• **INPUT RECORDS**

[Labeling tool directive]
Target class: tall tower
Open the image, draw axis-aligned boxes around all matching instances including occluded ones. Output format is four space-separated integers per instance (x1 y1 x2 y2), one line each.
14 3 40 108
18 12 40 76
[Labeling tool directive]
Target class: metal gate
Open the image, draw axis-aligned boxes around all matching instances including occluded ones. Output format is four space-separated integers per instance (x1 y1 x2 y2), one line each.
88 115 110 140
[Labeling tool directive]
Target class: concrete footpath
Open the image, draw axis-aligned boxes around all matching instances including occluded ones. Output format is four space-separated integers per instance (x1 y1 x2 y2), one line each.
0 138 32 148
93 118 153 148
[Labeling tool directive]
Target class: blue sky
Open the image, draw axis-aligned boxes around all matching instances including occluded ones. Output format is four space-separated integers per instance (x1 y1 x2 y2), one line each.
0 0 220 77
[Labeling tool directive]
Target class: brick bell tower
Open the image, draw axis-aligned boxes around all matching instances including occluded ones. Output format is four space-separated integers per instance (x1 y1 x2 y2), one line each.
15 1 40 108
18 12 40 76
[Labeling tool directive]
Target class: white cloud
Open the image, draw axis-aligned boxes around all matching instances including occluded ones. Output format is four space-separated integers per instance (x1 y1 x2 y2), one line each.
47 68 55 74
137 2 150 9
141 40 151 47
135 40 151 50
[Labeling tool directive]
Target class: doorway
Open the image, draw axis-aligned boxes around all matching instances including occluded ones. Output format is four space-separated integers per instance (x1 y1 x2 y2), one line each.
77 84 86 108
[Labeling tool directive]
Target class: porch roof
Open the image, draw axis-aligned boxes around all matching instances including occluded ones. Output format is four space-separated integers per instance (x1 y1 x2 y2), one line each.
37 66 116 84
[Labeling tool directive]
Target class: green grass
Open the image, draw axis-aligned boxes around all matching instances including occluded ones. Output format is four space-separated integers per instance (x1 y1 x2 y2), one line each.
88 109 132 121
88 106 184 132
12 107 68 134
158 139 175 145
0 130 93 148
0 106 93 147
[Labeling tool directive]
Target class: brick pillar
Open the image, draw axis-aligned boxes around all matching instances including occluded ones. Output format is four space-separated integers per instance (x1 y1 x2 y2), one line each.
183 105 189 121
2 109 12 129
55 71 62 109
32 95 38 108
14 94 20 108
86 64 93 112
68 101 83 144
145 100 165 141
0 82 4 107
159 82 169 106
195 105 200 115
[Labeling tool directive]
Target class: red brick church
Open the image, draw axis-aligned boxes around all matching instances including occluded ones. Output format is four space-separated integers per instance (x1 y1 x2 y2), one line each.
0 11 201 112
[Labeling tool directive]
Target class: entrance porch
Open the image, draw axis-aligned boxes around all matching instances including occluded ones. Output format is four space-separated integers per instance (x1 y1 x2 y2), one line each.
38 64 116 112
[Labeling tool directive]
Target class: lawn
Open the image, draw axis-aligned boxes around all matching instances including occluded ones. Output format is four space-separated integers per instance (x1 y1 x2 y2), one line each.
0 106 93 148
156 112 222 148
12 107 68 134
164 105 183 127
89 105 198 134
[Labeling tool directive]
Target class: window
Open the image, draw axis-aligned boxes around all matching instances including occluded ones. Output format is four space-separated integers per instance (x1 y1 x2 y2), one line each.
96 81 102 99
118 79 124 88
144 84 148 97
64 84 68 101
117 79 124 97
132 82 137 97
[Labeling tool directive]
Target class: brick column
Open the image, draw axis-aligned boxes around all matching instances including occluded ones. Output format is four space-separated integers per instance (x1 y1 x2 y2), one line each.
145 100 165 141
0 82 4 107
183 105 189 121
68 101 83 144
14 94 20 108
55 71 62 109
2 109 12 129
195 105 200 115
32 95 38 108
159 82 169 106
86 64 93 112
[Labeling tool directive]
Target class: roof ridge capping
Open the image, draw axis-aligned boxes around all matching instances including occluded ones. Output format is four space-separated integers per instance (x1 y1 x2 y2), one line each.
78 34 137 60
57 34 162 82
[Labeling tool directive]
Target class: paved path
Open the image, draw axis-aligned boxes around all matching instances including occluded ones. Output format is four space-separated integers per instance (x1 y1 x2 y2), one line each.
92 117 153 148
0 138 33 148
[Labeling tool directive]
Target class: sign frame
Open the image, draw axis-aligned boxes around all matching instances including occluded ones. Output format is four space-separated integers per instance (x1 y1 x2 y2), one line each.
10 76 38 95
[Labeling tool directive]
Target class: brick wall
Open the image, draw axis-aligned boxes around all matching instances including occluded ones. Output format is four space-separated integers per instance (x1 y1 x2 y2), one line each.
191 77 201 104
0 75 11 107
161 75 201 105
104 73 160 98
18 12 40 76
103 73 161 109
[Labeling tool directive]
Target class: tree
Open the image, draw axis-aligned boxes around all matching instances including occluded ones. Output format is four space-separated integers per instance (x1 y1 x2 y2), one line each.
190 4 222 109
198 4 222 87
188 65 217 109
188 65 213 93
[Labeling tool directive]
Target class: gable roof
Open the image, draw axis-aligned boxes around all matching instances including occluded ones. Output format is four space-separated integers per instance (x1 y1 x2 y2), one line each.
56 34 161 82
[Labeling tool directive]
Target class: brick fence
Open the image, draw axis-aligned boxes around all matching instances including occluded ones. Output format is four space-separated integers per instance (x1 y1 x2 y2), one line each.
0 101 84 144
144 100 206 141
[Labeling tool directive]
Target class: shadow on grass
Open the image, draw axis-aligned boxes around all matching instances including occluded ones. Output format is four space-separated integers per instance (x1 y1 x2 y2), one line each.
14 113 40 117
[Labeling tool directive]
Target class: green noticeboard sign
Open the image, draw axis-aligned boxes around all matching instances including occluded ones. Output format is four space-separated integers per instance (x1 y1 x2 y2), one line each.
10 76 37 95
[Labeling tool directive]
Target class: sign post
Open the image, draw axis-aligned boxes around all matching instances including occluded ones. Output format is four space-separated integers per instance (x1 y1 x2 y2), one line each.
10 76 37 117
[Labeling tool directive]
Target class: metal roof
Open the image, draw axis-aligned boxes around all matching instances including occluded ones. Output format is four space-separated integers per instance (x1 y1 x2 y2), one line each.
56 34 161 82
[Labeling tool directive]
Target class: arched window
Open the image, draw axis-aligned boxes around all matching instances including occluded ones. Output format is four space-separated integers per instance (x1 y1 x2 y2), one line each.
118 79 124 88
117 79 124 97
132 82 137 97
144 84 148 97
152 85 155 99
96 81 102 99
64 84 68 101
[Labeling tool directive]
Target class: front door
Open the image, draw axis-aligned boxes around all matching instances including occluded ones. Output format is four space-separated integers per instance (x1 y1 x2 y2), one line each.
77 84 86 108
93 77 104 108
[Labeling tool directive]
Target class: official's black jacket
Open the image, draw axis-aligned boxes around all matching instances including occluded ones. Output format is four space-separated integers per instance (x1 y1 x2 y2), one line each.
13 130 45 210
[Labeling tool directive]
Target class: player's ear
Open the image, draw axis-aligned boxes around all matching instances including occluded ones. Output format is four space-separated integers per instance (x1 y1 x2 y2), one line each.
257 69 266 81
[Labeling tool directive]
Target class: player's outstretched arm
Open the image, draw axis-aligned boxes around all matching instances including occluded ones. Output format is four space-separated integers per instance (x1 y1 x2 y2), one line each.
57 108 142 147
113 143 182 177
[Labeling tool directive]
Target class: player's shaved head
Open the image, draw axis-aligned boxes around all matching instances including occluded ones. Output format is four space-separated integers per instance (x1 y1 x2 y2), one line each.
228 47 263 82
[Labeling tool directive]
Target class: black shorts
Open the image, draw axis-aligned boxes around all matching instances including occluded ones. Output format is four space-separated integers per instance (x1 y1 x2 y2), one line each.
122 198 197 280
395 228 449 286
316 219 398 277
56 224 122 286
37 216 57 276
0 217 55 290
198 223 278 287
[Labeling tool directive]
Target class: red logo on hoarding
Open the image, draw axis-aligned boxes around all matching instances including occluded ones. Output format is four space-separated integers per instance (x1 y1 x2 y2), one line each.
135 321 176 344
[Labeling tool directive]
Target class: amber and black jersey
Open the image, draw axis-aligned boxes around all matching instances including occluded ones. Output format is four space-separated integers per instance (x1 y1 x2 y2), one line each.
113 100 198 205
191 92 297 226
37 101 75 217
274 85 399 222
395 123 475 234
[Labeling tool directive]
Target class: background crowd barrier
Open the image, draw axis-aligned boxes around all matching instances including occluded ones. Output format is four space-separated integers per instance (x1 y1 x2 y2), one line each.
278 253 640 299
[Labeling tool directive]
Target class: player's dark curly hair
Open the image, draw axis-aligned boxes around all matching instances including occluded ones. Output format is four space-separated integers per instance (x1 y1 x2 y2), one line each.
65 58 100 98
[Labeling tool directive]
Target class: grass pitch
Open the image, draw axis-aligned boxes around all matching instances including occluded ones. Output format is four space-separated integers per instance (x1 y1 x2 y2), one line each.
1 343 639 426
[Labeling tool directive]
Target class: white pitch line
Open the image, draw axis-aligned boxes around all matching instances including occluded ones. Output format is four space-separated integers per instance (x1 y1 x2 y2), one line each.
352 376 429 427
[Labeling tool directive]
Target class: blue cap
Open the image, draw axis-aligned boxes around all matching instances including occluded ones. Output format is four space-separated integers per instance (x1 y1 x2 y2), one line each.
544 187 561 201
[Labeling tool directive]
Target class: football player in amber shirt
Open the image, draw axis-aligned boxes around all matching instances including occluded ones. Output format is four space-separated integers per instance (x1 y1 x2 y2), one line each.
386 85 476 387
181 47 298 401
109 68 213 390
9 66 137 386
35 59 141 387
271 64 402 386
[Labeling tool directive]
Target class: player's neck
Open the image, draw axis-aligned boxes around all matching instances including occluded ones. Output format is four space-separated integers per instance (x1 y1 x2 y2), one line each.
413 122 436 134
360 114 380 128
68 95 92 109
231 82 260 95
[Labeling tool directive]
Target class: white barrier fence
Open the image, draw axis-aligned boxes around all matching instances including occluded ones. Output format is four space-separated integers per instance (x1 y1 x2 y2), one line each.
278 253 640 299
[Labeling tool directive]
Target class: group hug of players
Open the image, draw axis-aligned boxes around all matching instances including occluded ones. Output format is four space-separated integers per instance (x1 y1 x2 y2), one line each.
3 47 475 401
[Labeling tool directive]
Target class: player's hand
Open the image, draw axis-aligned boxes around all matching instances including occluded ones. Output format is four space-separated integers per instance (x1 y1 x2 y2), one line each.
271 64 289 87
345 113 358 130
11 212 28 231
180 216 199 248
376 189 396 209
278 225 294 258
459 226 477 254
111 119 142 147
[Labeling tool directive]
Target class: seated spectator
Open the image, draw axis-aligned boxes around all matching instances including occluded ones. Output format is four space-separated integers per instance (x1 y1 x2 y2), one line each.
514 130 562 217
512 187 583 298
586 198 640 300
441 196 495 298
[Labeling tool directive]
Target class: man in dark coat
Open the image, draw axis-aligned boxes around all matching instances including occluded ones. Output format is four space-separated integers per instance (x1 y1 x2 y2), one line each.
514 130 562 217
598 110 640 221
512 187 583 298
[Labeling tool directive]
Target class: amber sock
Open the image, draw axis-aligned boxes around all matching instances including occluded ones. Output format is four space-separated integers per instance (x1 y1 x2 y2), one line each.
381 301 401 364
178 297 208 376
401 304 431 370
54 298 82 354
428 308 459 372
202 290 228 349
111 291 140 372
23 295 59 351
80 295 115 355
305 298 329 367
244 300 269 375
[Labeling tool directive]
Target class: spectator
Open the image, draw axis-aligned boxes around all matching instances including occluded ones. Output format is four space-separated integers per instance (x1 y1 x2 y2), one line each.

• **WHAT IS EXPECTED**
Which lines of the data contain the word "green"? Copy each one.

• **SOLUTION**
Target class: green grass
Target class: green noticeboard sign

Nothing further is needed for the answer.